● **Selected passage**
------------------------------

A COW being driven down Bromsgrove High Street by a youth employed by Mr Lloyd ran off and entered Mr Noake's chemist shop.
100 years ago
January 19, 1901
A COW being driven down Bromsgrove High Street by a youth employed by Mr Lloyd ran off and entered Mr Noake's chemist shop. The animal was forced to back out, but not before causing damage put at 15/- (75p).
EXCITEMENT was mounting as the date of Bromsgrove's eagerly awaited charity ball approached later this month.
Tickets, priced at 7/6 (37.5p), were being snapped up. This year, in response to previous complaints, the dance floor would be covered in a special fabric.
The evening was set to start at 9pm and go through to 3am. Last year's event, which was one of the highlights of the social calendar, was called off because of the war against the Boars in South Africa.
A STRANGE tale emanated from Sidemoor, in Bromsgrove, this week. Elsie Corbett, aged 13, claimed a man wielding a knife had set upon her demanding money or else he would cut off her hand. Police became suspicious of her story when she claimed he had fled with her wages, 4/10 (24p), she received from the Clothing Factory at Aston Fields.
Her wage was in fact just 1/10 (9p). Later she admitted to having fabricated the attack but refused to say why.

------------------------------

● **Tasks**
a) In the Bromsgrove news column, how much were tickets to the charity ball?
b) Go on with the Bromsgrove news column from where it stops.
The items that follow are not needed for anything here.

● **Input data**
------------------------------

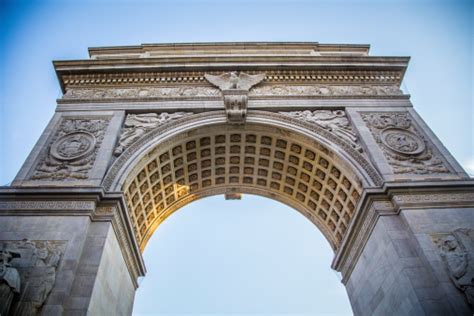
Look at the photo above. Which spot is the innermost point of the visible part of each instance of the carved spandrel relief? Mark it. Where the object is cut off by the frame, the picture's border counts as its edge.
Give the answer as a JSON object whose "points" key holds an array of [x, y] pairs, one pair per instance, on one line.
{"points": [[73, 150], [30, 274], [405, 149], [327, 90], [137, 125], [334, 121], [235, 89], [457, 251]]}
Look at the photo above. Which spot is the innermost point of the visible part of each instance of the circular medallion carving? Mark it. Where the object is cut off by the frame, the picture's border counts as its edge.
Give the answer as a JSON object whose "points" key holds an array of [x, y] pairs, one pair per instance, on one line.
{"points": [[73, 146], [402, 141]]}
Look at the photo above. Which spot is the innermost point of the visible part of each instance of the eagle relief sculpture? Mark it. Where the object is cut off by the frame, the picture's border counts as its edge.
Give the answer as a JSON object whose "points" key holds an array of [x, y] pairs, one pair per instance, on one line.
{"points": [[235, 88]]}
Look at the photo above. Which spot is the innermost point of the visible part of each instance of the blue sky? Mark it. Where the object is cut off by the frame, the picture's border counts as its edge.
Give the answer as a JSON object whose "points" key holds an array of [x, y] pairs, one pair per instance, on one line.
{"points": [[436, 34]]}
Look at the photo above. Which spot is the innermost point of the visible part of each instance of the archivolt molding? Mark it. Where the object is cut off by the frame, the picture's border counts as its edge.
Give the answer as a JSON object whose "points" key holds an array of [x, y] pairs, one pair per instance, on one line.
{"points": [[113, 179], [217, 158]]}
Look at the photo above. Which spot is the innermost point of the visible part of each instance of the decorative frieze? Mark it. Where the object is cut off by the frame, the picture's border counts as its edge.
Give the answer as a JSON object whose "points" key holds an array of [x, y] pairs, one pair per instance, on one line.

------------------------------

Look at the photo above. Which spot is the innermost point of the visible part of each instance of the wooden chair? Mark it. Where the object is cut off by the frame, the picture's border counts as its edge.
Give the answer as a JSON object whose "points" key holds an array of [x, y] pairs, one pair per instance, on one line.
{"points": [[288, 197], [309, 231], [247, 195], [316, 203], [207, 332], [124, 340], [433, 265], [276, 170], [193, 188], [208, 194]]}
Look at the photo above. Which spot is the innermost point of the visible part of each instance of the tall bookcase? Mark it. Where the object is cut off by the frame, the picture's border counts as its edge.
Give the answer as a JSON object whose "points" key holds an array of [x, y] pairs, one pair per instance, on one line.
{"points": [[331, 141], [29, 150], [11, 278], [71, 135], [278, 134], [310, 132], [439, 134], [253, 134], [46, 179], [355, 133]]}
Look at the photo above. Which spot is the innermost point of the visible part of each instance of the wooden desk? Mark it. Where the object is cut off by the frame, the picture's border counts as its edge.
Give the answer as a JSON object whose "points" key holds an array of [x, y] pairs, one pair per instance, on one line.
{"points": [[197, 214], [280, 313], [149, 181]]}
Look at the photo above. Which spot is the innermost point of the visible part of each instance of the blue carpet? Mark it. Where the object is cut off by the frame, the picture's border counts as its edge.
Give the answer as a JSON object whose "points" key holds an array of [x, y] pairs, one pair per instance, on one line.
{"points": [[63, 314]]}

------------------------------

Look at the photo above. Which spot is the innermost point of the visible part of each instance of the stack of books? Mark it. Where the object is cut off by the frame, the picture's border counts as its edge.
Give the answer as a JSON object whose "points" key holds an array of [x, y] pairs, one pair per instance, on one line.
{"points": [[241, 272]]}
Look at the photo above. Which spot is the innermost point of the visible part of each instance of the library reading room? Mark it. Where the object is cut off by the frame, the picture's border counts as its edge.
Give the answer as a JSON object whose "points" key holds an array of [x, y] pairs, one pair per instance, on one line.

------------------------------

● **Task answers**
a) 7/6 (37.5p).

b)
STOKE Prior residents turned out in large numbers to see some entertainment staged in the schoolroom to raise cash to pay for a district nurse for the area. Around £20 was raised on the night.
ALBERT Withers, from Halesowen, found himself in front of Bromsgrove magistrates charged with stealing a lamp, worth 12/6 (72.5p), from a carriage at the Rose and Crown pub, in Rubery.
He was committed to the next Quarter Sessions at Worcester and bailed in the sum of £20 and two sureties of £10 each.
50 years ago
January 20, 1951
ALL Saints' and Blackwell Recovery Hospitals, in Bromsgrove, had agreed to take flu patients from Birmingham where an epidemic was raging. City hospitals had been forced to shut beds because of staff shortages caused by illness. But Bromsgrove was faring little better. At Barnsley Hall Hospital, 18 nurses had been hit by the bug.
MISS Mary Corbett, the last survivor of the seven children of "Salt King" John Corbett, died in Towyn, Wales, aged 93. Her father, who had been MP for Droitwich Spa, had died at Impney in 1901.
DR DEREK Harbord, of Wisbech, had been named as Stoke Prior's first GP. His appointment followed a long battle to get a doctor for the area. L G Harris, boss of the Stoke Prior brush works, had offered part of his premises for a surgery.
BROMSGROVE was one of eight towns in the county earmarked to get a College of Further Education, when the present economic situation in the country improved. A 40-acre site in Well Lane was the likely place where the £350,000 project would be built.
THE first panto in Hanbury, staged by enthusiastic members of the village youth club, played to large and appreciative audiences in the Parish Hall. The Alexandra Theatre, in Birmingham, had lent some of the costumes for their production of Cinderella. One of the highlights were the song and dance routines by the Hanbury Babes.
25 years ago
January 16, 1976
THE Rev David Tonge, aged 45, was set to become priest-in-charge at St Godwald's Church, Finstall, following the retirement of the Rev Leslie Dicker. Mr Tonge was coming to Bromsgrove from a parish in Kidderminster.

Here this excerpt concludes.